Section du texte:
● ● ● ●

La prospérité de ce commerce est fondée sur les raisons que nous avons dites, et sur la confiance que le Mongol témoigne au Russe de préférence au Chinois qu’il déteste. Elle serait plus grande encore si les Russes étaient mieux protégés contre les exactions des autorités chinoises, et si leur propre conduite était contrôlée. Mais le grand obstacle au développement du commerce est la route terrible qui mène de Biisk en Mongolie par la vallée de la Tchouia. Elle est barrée de 19 seuils rocheux et accessible seulement aux bêtes de somme. Dans la séance du 10 novembre 1893, le Comité sibérien a voté 25.000 roubles pour l’amélioration de la route actuelle et 15.000 roubles pour la création d’une nouvelle route. Alors pourront se développer d’une part l’exportation du fer de l’Altaï, d’autre part le commerce de la laine de chameau et de mouton, qui a commencé en 1893, et qui paraît de grande importance pour l’avenir.

À l’est de l’Orkhon s’arrête le commerce russe. Nous avons vu combien il est faible à Ourga, où il ne dépasse pas 45.000 roubles, tandis qu’il est nul dans les kochouns environnants. Il ne reprend que bien à l’Est, sur le cours moyen du Kéroulen, en Mandchourie.

● ● ● ●

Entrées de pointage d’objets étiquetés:
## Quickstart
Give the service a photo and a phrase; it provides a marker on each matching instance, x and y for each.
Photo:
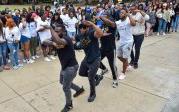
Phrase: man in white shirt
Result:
(124, 45)
(71, 25)
(138, 33)
(64, 16)
(43, 29)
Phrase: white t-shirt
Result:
(64, 18)
(45, 34)
(32, 28)
(125, 32)
(12, 34)
(71, 24)
(140, 27)
(24, 30)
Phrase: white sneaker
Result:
(129, 68)
(47, 59)
(33, 57)
(37, 56)
(30, 61)
(122, 76)
(115, 84)
(52, 57)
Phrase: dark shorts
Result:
(24, 39)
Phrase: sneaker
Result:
(37, 56)
(6, 67)
(24, 61)
(129, 68)
(91, 98)
(136, 66)
(131, 63)
(9, 61)
(15, 67)
(115, 84)
(52, 57)
(1, 69)
(47, 59)
(67, 108)
(20, 65)
(78, 93)
(122, 76)
(104, 72)
(98, 78)
(30, 61)
(33, 57)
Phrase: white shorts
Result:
(124, 50)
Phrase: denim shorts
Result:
(24, 39)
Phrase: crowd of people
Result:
(108, 30)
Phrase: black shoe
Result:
(67, 108)
(98, 79)
(91, 98)
(78, 93)
(136, 66)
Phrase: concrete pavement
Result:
(154, 87)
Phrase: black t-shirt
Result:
(67, 55)
(108, 42)
(90, 46)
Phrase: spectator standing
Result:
(13, 37)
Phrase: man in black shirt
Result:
(108, 48)
(69, 64)
(89, 34)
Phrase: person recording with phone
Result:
(13, 37)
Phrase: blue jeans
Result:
(176, 23)
(162, 25)
(14, 47)
(3, 51)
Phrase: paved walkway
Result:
(154, 87)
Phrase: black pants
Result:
(138, 40)
(111, 60)
(90, 70)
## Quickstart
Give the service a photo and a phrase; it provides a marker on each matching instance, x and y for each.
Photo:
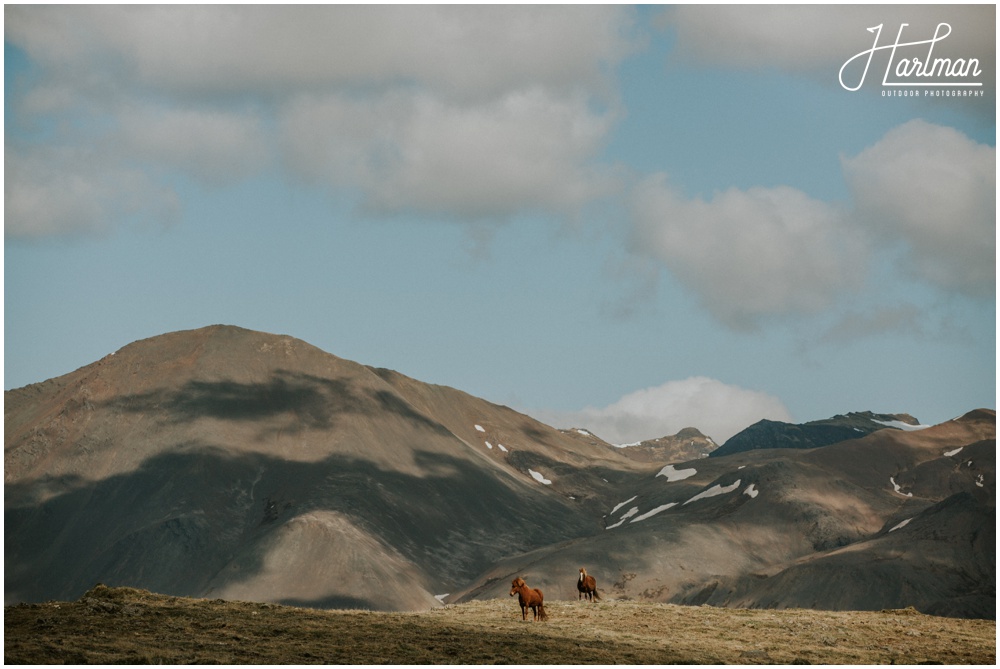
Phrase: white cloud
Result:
(461, 51)
(66, 191)
(933, 189)
(750, 254)
(526, 150)
(717, 409)
(463, 112)
(213, 145)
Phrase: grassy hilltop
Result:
(126, 625)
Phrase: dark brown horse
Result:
(587, 585)
(528, 598)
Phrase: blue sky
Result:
(631, 219)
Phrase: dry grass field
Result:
(125, 625)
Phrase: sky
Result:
(629, 219)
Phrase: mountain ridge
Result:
(223, 462)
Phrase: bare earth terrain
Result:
(126, 625)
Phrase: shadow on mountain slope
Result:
(313, 402)
(201, 519)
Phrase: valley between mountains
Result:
(230, 464)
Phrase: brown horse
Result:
(587, 585)
(528, 598)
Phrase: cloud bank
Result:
(719, 410)
(760, 253)
(459, 112)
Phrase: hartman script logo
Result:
(913, 70)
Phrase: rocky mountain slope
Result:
(688, 444)
(897, 518)
(223, 462)
(777, 434)
(228, 463)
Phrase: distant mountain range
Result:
(233, 464)
(776, 434)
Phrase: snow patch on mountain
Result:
(717, 489)
(538, 477)
(672, 474)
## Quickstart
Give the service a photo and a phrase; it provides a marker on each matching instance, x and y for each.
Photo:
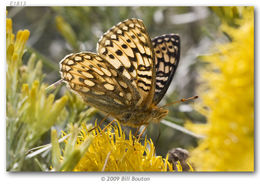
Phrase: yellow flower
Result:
(110, 150)
(228, 95)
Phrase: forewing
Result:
(167, 55)
(127, 47)
(98, 82)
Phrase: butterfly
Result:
(129, 74)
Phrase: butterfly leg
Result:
(109, 125)
(140, 135)
(100, 123)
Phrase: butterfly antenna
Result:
(157, 139)
(181, 100)
(99, 124)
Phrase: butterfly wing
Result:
(167, 55)
(98, 83)
(127, 47)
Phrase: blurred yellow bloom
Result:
(228, 95)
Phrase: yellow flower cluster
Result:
(111, 151)
(228, 95)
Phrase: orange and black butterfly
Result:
(129, 74)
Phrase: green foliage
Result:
(30, 111)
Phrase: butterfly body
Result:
(129, 74)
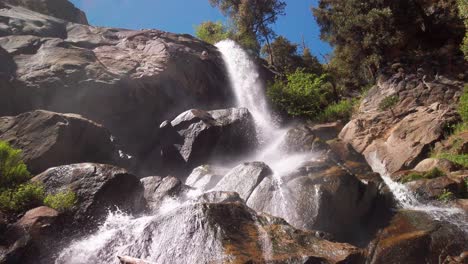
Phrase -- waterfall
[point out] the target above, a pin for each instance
(407, 200)
(247, 86)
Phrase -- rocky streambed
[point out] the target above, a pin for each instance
(174, 156)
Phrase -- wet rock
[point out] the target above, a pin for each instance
(31, 237)
(227, 231)
(98, 188)
(49, 139)
(128, 80)
(394, 136)
(414, 237)
(62, 9)
(36, 220)
(322, 196)
(433, 188)
(431, 163)
(327, 131)
(219, 134)
(302, 139)
(157, 188)
(244, 178)
(205, 177)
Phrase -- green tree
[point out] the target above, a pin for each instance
(463, 10)
(252, 20)
(13, 171)
(311, 62)
(212, 32)
(302, 94)
(361, 33)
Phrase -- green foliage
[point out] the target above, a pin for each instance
(26, 196)
(61, 201)
(302, 94)
(252, 20)
(388, 102)
(283, 56)
(342, 110)
(413, 176)
(369, 34)
(13, 171)
(446, 196)
(212, 32)
(463, 105)
(463, 12)
(432, 174)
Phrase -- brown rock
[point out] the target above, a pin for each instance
(49, 139)
(414, 237)
(402, 139)
(98, 188)
(62, 9)
(37, 219)
(433, 188)
(431, 163)
(129, 81)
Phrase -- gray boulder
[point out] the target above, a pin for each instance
(98, 188)
(196, 137)
(62, 9)
(49, 139)
(206, 231)
(128, 80)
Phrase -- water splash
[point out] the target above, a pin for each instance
(407, 200)
(247, 86)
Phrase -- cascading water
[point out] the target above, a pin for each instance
(408, 200)
(250, 93)
(156, 236)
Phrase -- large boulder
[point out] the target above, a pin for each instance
(62, 9)
(98, 189)
(318, 195)
(201, 136)
(128, 80)
(402, 135)
(210, 230)
(415, 237)
(31, 236)
(49, 139)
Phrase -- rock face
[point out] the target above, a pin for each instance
(227, 230)
(196, 137)
(49, 139)
(30, 237)
(57, 8)
(414, 237)
(129, 81)
(402, 135)
(320, 195)
(98, 188)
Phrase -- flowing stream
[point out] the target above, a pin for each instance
(121, 234)
(408, 200)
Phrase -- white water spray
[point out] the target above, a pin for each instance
(408, 200)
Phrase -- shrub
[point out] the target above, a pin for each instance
(212, 32)
(388, 102)
(13, 171)
(301, 94)
(341, 110)
(463, 105)
(446, 196)
(20, 199)
(61, 201)
(411, 177)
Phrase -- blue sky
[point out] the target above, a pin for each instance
(181, 16)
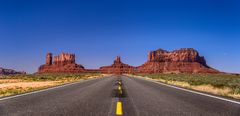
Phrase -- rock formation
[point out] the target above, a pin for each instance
(185, 60)
(117, 67)
(10, 72)
(63, 63)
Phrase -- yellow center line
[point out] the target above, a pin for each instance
(119, 88)
(119, 108)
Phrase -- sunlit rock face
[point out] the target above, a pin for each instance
(185, 60)
(118, 67)
(63, 63)
(10, 72)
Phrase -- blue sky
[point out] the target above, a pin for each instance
(98, 31)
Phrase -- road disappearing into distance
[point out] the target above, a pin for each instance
(116, 95)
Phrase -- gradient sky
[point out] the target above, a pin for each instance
(98, 31)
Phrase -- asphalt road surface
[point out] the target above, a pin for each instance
(100, 97)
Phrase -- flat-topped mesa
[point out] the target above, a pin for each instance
(185, 60)
(63, 63)
(64, 59)
(181, 55)
(10, 72)
(117, 67)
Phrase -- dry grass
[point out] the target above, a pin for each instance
(224, 90)
(11, 85)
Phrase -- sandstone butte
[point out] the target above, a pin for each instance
(185, 60)
(10, 72)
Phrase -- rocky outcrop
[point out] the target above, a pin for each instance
(10, 72)
(63, 63)
(185, 60)
(117, 67)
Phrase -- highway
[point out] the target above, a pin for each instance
(116, 95)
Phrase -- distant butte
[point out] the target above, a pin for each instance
(63, 63)
(10, 72)
(118, 68)
(185, 60)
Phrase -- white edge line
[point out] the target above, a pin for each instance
(42, 90)
(203, 94)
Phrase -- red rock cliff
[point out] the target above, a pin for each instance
(117, 67)
(185, 60)
(63, 63)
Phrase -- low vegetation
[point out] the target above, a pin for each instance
(16, 84)
(220, 84)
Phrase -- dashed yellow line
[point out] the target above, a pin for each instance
(119, 109)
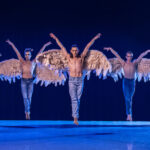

● ● ● ●

Réécrivez le passage du texte sur le commerce russe en Mongolie compris entre « À l’est de l’Orkhon » et « Kéroulen, en Mandchourie. », inclus, en remplaçant « faible » par « modeste ».

À l’est de l’Orkhon s’arrête le commerce russe. Nous avons vu combien il est modeste à Ourga, où il ne dépasse pas 45.000 roubles, tandis qu’il est nul dans les kochouns environnants. Il ne reprend que bien à l’Est, sur le cours moyen du Kéroulen, en Mandchourie.